**WHAT YOU ARE ASKED TO DO:** Rewrite the rows below, changing every "comma and space" to "semicolon and space" and leaving everything else as it is. Leave the pictures out of your answer.

**DATA ROWS:**

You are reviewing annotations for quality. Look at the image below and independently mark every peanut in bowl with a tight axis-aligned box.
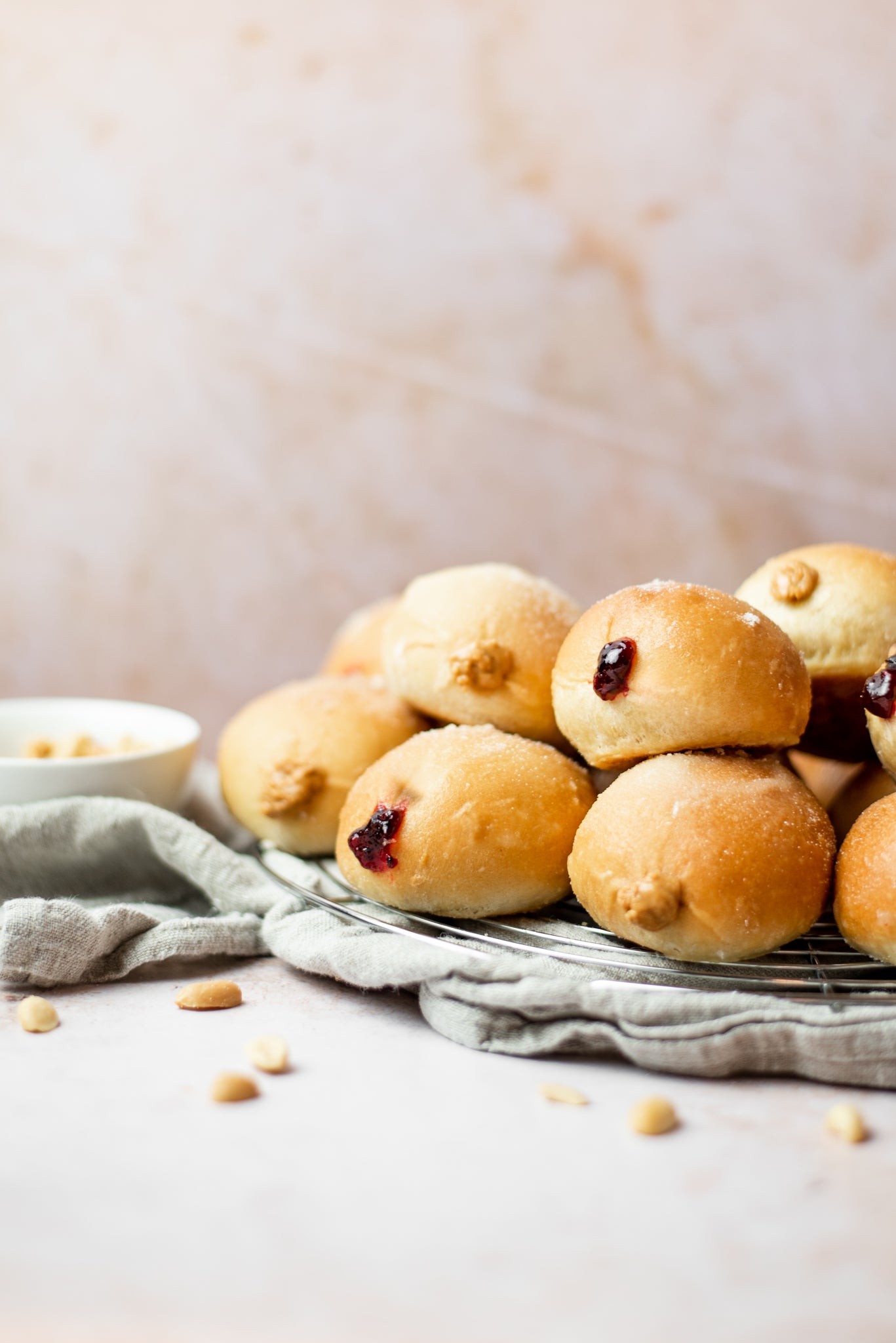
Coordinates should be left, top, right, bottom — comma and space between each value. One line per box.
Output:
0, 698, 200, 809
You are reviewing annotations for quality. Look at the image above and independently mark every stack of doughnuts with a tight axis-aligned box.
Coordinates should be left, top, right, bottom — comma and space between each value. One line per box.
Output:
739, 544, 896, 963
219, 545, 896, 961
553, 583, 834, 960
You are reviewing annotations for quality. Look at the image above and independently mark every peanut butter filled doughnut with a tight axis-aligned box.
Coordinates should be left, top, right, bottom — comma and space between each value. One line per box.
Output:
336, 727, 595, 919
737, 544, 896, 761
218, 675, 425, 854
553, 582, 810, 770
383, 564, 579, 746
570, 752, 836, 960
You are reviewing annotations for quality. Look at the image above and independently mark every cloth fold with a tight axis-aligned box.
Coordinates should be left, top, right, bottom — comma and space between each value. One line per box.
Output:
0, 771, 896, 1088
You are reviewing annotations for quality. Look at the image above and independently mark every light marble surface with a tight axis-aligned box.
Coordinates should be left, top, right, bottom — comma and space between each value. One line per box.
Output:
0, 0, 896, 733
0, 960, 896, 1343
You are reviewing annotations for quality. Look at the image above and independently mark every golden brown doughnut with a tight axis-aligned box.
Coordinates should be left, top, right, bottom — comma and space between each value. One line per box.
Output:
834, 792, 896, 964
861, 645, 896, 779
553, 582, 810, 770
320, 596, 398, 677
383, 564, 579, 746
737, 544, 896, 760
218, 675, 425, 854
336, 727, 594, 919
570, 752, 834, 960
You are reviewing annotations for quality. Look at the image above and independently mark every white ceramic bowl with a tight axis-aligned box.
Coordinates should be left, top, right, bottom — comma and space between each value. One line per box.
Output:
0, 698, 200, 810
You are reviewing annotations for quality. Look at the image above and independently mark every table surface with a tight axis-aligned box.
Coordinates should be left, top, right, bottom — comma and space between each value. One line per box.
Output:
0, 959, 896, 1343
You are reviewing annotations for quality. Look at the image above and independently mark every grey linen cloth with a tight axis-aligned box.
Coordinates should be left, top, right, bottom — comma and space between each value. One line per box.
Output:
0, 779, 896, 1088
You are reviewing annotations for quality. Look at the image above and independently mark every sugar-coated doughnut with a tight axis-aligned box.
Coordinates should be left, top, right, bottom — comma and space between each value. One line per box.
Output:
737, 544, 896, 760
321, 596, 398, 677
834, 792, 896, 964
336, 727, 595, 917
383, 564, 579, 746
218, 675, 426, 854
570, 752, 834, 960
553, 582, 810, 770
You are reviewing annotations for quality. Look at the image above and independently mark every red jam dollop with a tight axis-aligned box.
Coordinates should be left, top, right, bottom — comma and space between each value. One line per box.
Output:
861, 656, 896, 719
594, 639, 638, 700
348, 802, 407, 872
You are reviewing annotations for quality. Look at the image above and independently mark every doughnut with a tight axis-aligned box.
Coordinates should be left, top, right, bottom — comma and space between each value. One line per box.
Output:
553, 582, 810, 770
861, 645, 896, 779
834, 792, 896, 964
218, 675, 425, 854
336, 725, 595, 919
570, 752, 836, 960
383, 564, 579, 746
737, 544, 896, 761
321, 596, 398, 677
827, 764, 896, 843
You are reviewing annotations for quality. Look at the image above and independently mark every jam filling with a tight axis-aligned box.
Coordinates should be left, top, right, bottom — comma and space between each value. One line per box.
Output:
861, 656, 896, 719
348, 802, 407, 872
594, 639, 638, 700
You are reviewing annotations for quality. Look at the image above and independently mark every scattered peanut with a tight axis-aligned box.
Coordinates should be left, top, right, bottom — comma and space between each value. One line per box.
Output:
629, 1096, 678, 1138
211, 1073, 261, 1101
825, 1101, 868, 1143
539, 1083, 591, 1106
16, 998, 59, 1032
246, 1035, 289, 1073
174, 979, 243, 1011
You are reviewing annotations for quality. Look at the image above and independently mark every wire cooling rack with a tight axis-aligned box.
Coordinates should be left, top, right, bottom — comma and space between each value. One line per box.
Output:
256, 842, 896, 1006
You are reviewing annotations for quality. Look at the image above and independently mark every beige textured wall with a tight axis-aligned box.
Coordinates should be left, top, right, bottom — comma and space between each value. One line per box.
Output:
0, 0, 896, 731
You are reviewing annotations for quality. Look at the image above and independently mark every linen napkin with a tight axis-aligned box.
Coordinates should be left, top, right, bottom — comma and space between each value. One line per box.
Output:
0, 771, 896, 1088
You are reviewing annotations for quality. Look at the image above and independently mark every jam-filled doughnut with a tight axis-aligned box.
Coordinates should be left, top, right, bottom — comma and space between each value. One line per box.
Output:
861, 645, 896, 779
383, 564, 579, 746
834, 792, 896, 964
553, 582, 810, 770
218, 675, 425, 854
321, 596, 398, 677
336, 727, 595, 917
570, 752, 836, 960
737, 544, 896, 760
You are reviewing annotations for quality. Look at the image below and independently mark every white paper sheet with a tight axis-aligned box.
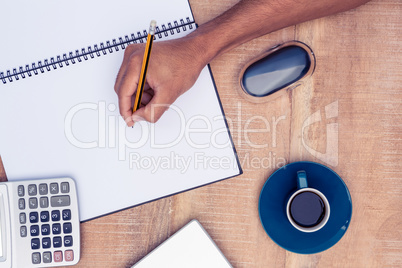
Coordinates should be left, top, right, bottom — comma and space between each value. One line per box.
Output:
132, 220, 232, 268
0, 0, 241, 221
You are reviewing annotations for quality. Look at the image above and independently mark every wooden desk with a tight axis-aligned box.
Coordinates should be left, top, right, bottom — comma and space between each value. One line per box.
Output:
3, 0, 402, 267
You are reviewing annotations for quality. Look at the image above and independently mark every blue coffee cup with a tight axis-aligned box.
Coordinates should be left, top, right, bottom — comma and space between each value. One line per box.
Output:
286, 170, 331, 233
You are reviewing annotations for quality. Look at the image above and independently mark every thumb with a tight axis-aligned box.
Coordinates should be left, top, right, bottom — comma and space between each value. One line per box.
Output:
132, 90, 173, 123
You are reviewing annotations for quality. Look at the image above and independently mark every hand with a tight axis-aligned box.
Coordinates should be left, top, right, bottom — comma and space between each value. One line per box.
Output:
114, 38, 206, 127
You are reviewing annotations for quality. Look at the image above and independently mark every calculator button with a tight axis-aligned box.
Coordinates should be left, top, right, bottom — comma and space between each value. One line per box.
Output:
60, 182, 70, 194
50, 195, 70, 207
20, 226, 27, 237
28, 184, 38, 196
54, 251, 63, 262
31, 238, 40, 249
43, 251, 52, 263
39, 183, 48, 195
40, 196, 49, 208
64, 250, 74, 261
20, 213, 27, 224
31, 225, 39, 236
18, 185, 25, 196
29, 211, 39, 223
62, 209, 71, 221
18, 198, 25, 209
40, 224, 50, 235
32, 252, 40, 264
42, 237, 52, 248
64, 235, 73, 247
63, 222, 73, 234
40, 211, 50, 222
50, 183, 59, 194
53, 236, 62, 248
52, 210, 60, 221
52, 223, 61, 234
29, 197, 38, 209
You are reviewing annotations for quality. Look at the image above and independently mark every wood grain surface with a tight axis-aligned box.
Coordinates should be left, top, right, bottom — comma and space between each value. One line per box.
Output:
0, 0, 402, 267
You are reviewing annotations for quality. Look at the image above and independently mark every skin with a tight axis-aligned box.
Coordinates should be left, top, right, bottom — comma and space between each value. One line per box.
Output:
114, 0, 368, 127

**EXERCISE SOLUTION:**
You are reviewing annotations for quality. Look at the image below and independently mark every peanut in bowl with a tight axis-aligned box.
Coordinates should be left, top, right, bottom — semicolon and space between each value. One line per box.
Output:
0, 698, 200, 809
You are reviewing annotations for quality. Look at the image above and independently mark every stack of doughnuts with a tight axis-aligned box.
Coordinates should be left, top, right, bottom — semicolon and space between each value. One line per box.
Output:
739, 544, 896, 963
219, 545, 896, 961
553, 583, 834, 960
You are reviewing annotations for quality. Look at the image above and independently mark every peanut butter filled doughnut with a tight axis-aligned box.
Coordinates should be left, top, right, bottom — semicolon and space between each value. One line per box.
Output:
336, 727, 595, 919
737, 544, 896, 761
218, 675, 425, 854
553, 582, 810, 770
383, 564, 579, 746
570, 752, 836, 960
You are reviewing annotations for quality. Look at the image above and independently mark every cloth fold with a tight axis-aligned box.
Coordinates should be left, top, right, bottom — semicolon and space between each value. One line per box.
Output:
0, 771, 896, 1088
You are reviewing annotations for quality. Look at the image above and independently mark every light marble surface with a tight axis-aligned box.
Coordinates should be left, top, right, bottom — semicolon and space between each value. One line per box.
Output:
0, 0, 896, 733
0, 960, 896, 1343
You are reviewing annotations for quality. Look at the image above and independently mark every golden brown doughnut with a tight axis-aligned box.
Coordinates should be left, top, right, bottom — semicolon and space between each value. One line per box.
Output:
834, 792, 896, 964
861, 645, 896, 779
553, 582, 810, 770
320, 596, 398, 677
383, 564, 579, 746
737, 544, 896, 760
218, 675, 425, 854
336, 727, 594, 919
570, 752, 834, 960
You are reviewing annotations for quality. Look at the image above and independently mark every white ceramic bowl with a tight axis-aligned box.
Coordinates should be left, top, right, bottom — semicolon and space between each value. One line per box.
Output:
0, 698, 200, 810
You are reviewing annotations for quality. Look at the image above and independently mark every table surface with a tight axis-aligned box.
Coordinates should be left, top, right, bottom — semicolon and space between each value. One line per box.
Output:
0, 959, 896, 1343
You are reviewing annotations for quality. Look at the image above and independently mark every grey linen cloth with a tight axis-aligned box.
Coordinates should be left, top, right, bottom — semicolon and space between each value. One line per box.
Output:
0, 779, 896, 1088
You are reviewing annotations for quality. Look at the image above and independently mark every sugar-coated doughnut with a tight axis-aligned box.
Coordinates should be left, top, right, bottom — semicolon and space between each value. One line per box.
Output:
737, 544, 896, 760
321, 596, 398, 677
834, 792, 896, 964
336, 727, 595, 917
383, 564, 579, 746
218, 675, 426, 854
570, 752, 834, 960
553, 582, 810, 770
You are reviewing annotations for quality. Look at the image above and independently mark every red jam dollop with a tight axis-aligned box.
Coordinates should be left, top, right, bottom — semicolon and space between each value. One line per box.
Output:
861, 656, 896, 719
594, 639, 638, 700
348, 802, 407, 872
You are reviewing annotations for quality. Look at the image above and independently mark every doughnut with a tight axis-aligned box.
Coordinates should be left, top, right, bottom — semicolon and space between each value. One line per box.
Output:
553, 582, 810, 770
861, 645, 896, 779
834, 792, 896, 964
218, 675, 425, 854
336, 725, 595, 919
570, 752, 836, 960
383, 564, 579, 746
737, 544, 896, 761
321, 596, 398, 677
827, 764, 896, 843
You are reviewing annotations for quality. Look at the image above and independently mark every jam filling with a tight axis-aligned box.
Coordinates should be left, top, right, bottom — semicolon and space between each value. One line per box.
Output:
861, 656, 896, 719
348, 802, 407, 872
594, 639, 638, 700
You are reviewing annotations for quality. Look at the image above and independently mark every scattered peanut with a tight axis-aligned box.
Coordinates should be left, top, right, bottom — semicolon and space between each value. One line per box.
Output:
629, 1096, 678, 1138
211, 1073, 261, 1101
825, 1101, 868, 1143
539, 1083, 591, 1106
16, 998, 59, 1032
246, 1035, 289, 1073
174, 979, 243, 1011
You are reviewing annotations for quality. Look at the image above and independently mark every wire cooling rack with a tight axis-aligned box.
Coordinates should be left, top, right, bottom — semicolon and space between each value. One line per box.
Output:
256, 842, 896, 1006
You are reviewing annotations for quality. Look at the image above and independently mark every beige textured wall with a tight axis-aligned box.
Coordinates should be left, top, right, bottom — semicolon and space between each value. One line per box.
Output:
0, 0, 896, 731
You are reviewing annotations for quality. Look at the image above and independently mark every linen napkin with a tight axis-aligned box.
Coordinates should be left, top, right, bottom — semicolon and space between each value. One line per box.
Output:
0, 771, 896, 1088
You are reviewing annotations for quality. Look at the image above and independently mark every jam-filled doughnut with a tight axis-aligned box.
Coordinates should be left, top, right, bottom — semicolon and space between each value. One line per box.
Output:
861, 645, 896, 779
383, 564, 579, 746
834, 792, 896, 964
553, 582, 810, 770
218, 675, 425, 854
321, 596, 398, 677
336, 727, 595, 917
570, 752, 836, 960
737, 544, 896, 760
You are reviewing annotations for quality. Look at the image below and independently mark every white paper sheet with a tight axis-aligned box.
Coordinates should be left, top, right, bottom — semicolon and space between each value. One line per box.
Output:
132, 220, 232, 268
0, 0, 241, 221
You are reviewing annotations for quality. Look at the image above and independently mark every wooden desk with a tight axis-aligned box.
Coordinates should be left, top, right, bottom — semicolon and space between each value. One line per box.
Output:
3, 0, 402, 267
You are reviewing annotations for quality. Look at the image above and independently mark every blue coffee cup with a tight axis-aligned box.
Coordinates should be left, top, right, bottom — semicolon and space between each value. One line per box.
Output:
286, 170, 331, 233
You are reviewing annotations for quality. Look at the image above and independently mark every thumb with a tight axis-aligned box.
Coordinates should be left, top, right, bottom — semicolon and space between each value. One line per box.
Output:
132, 90, 173, 123
You are reviewing annotations for quality. Look at the image above and independently mark every hand with a tight axis-aligned box.
Coordinates should be left, top, right, bottom — semicolon and space between each value. One line per box.
Output:
114, 38, 206, 127
You are reviewing annotations for quality. Look at the image above and independently mark every calculator button with a tight axis-aligned box.
Coordinates should be left, top, right, bottom — semicolon and space between each value. One line per box.
Output:
60, 182, 70, 194
50, 195, 70, 207
20, 226, 27, 237
28, 184, 38, 196
54, 251, 63, 262
31, 238, 40, 249
43, 251, 52, 263
39, 183, 48, 195
40, 196, 49, 208
64, 250, 74, 261
20, 213, 27, 224
31, 225, 39, 236
18, 185, 25, 196
29, 211, 39, 223
62, 209, 71, 221
18, 198, 25, 209
40, 224, 50, 235
32, 252, 40, 264
42, 237, 52, 248
64, 235, 73, 247
63, 222, 73, 234
40, 211, 50, 222
50, 183, 59, 194
53, 236, 62, 248
52, 210, 60, 221
52, 223, 61, 234
29, 197, 38, 209
You are reviewing annotations for quality. Look at the image above and independently mark every wood grain surface with a tight axis-aligned box.
Coordinates should be left, top, right, bottom — semicolon and space between each value. One line per box.
Output:
0, 0, 402, 267
You are reviewing annotations for quality. Look at the image above and independently mark every skin with a tight axis-aligned box.
Coordinates should be left, top, right, bottom — semicolon and space between each value. One line per box.
Output:
114, 0, 368, 127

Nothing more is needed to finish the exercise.